— PROVIDED TEXT —
************

# Sebago vs Sperry



## Dockside (Nov 16, 2012)

I'm a huge boat shoe fan. I have been wearing docksides for a couple of years now. I've seen that Sperry are more popular in USA. Why? Are the Sperrys more comfortable?


----------



## TradThrifter (Oct 22, 2012)

I've had a few pairs of Sperry's; They are just more available here. I don't believe there is a big difference although Paul Sperry is the original boat shoe.


----------



## hardline_42 (Jan 20, 2010)

Sperry Authentic Originals are typically softer than Docksides, which are more substantial but take longer to break in. Also, the Sperry A/O has a razor-siped sole which offers more grip on a wet deck than the molded sole of the Docksides. For casual wear, either will do just fine.


----------



## Christophe (Oct 27, 2010)

As hardline has mentioned, the sole on Sperrys is razor cut with very thin gaps. They don't let dirt and little rocks get caught in them, which would in turn scratch the heck out of a deck! The Sebagos have wider gaps, which do catch dirt and thus scratch the deck. If you use them on boats, the Sperrys are far superior.


----------



## ada8356 (Dec 14, 2007)

My first (and so far only) pair of Sperry A/Os only lasted one season. By the second summer the soles had hardened and became very slick. Anyone ever have a similar experience? It was really disappointing because they were so comfortable. But probably a bit pricey if I need to buy a new pair every summer.


----------



## hardline_42 (Jan 20, 2010)

ada8356 said:


> My first (and so far only) pair of Sperry A/Os only lasted one season. By the second summer the soles had hardened and became very slick. Anyone ever have a similar experience? It was really disappointing because they were so comfortable. But probably a bit pricey if I need to buy a new pair every summer.


Soak the soles in bleach. Or, spray them with silicone spray and wrap the soles in plastic. The plasticizers in the rubber bleed out over time, making the soles hard, brittle and, eventually, crumbly. You can either break down the hard rubber and expose the fresh rubber below (bleach) or infuse the hard rubber with new plasticizers to restore flexibility and grip (silicone spray).


----------



## blairrob (Oct 30, 2010)

In my experience recent Sebago's seem to be better made than Sperry's. FWIW, I have both Sebagos and Top's in my current rotation and find neither one better than the other on teak or glass decks, and have yet to go overboard (accidently) in 40 years of sailing with such. Concurrently I have fallen up _and_ down the companionway several times with fault almost certainly due to the Sleeman's and Tuborg families, and perhaps the developer of the 'Dark and Stormy'.


----------



## Barnavelt (Jul 31, 2012)

I prefer my Sebago docksides. I bought brown saddle with a white sole and was very pleased with the breaking in process. The shoes were comfortable pretty much right away and have looked better with wear. To me they look more classy and traditional although the Sperry is the more iconic true preppy shoe. As I have mentioned before both brands are owned by Wolverine now and the company views Sebago as the more high end of the two labels. I suppose that could mean the quality of each could change over time but who knows?


----------



## Barnavelt (Jul 31, 2012)

************

Records of labeled points
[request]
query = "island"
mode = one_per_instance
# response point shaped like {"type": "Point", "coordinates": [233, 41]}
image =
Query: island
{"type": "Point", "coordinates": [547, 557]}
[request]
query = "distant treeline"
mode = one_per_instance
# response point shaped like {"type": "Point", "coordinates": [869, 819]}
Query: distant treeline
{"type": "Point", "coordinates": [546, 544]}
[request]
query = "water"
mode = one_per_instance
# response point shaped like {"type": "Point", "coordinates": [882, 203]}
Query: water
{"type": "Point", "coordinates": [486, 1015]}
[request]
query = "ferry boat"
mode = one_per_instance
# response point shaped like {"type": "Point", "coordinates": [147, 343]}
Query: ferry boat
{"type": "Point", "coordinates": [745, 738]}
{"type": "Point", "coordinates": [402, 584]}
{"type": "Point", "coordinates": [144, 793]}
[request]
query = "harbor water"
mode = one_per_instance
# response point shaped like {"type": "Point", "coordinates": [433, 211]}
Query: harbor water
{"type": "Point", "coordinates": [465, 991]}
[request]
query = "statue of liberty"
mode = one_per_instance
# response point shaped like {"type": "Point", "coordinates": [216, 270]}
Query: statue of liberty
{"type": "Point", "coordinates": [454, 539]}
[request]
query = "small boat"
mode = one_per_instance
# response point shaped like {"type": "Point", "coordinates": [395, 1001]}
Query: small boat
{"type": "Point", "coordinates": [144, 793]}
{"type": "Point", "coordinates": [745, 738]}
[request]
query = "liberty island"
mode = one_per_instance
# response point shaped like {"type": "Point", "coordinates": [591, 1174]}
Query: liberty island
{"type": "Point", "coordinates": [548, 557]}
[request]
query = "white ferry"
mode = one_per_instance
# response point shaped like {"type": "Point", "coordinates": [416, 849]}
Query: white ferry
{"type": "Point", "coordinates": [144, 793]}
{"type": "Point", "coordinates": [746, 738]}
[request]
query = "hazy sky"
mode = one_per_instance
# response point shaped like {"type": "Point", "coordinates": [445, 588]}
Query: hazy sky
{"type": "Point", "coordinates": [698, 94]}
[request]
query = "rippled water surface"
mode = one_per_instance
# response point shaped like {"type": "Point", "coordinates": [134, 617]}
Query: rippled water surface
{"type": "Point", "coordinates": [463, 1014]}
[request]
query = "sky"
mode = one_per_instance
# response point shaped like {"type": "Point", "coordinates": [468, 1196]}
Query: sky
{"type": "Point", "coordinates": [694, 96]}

************

— WRITTEN TASKS —
(1) In the thread on Sebago and Sperry boat shoes, which company is said to own both brands now?
(2) Retype the part of the thread on Sebago and Sperry boat shoes starting at "Soak the soles" and ending at "(Oct 30, 2010)".
(3) Continue the thread on Sebago and Sperry boat shoes from the point where it stops.
The entries are separate material, apart from the thread on Sebago and Sperry boat shoes.

— SOLVED PROBLEMS —
(1) Wolverine owns both brands.

(2)
Soak the soles in bleach. Or, spray them with silicone spray and wrap the soles in plastic. The plasticizers in the rubber bleed out over time, making the soles hard, brittle and, eventually, crumbly. You can either break down the hard rubber and expose the fresh rubber below (bleach) or infuse the hard rubber with new plasticizers to restore flexibility and grip (silicone spray).


----------



## blairrob (Oct 30, 2010)

(3)
blairrob said:


> In my experience recent Sebago's seem to be better made than Sperry's. FWIW, I have both Sebagos and Top's in my current rotation and find neither one better than the other on teak or glass decks, and have yet to go overboard (accidently) in 40 years of sailing with such. Concurrently I have fallen up _and_ down the companionway several times with fault almost certainly due to the Sleeman's and Tuborg families, and perhaps the developer of the 'Dark and Stormy'.


Tuborg; "the beer of Danish kings".


----------



## Dieu et les Dames (Jul 18, 2012)

For myself it is a matter of availability. I was genuinely interested in a pair of Docksides this past summer, but could not find a local purveyor. I ended buying A/O's, which are practically falling from the sky where I live.


----------



## Himself (Mar 2, 2011)

hardline_42 said:


> Sperry Authentic Originals are typically softer than Docksides, which are more substantial but take longer to break in. Also, the Sperry A/O has a razor-siped sole which offers more grip on a wet deck than the molded sole of the Docksides. For casual wear, either will do just fine.


I'll second this.

Docksides are more substantial, with better workmanship, but for use as intended the Sperry are better.

My everyday shoes are the suede-ish brown AO with the brown sole, about 10 years old, with literally thousands of miles on them. They're grungy but holding up fine. I don't need any better than that. The current brown ones like mine look junky, but the Sahara ones seem better.


----------



## Dockside (Nov 16, 2012)

Some of my docksides seems to take years to break-in. Maybe I should try a pair of sperrys? Any UK based who have tried henri lloyd boat shoes?


----------



## Barnavelt (Jul 31, 2012)

Dockside said:


> Some of my docksides seems to take years to break-in. Maybe I should try a pair of sperrys? Any UK based who have tried henri lloyd boat shoes?


I assume you are wearing them without socks?


----------



## Patrick06790 (Apr 10, 2005)

I'm a fan of LL Bean's version, which has the white siped sole a la Sperry.


----------



## Dockside (Nov 16, 2012)

Barnavelt said:


> I assume you are wearing them without socks?


With and without.


----------



## Dockside (Nov 16, 2012)

hardline_42 said:


> Sperry Authentic Originals are typically softer than Docksides, which are more substantial but take longer to break in. Also, the Sperry A/O has a razor-siped sole which offers more grip on a wet deck than the molded sole of the Docksides. For casual wear, either will do just fine.


 Whats your favorite?


----------



## hardline_42 (Jan 20, 2010)

Dockside said:


> Whats your favorite?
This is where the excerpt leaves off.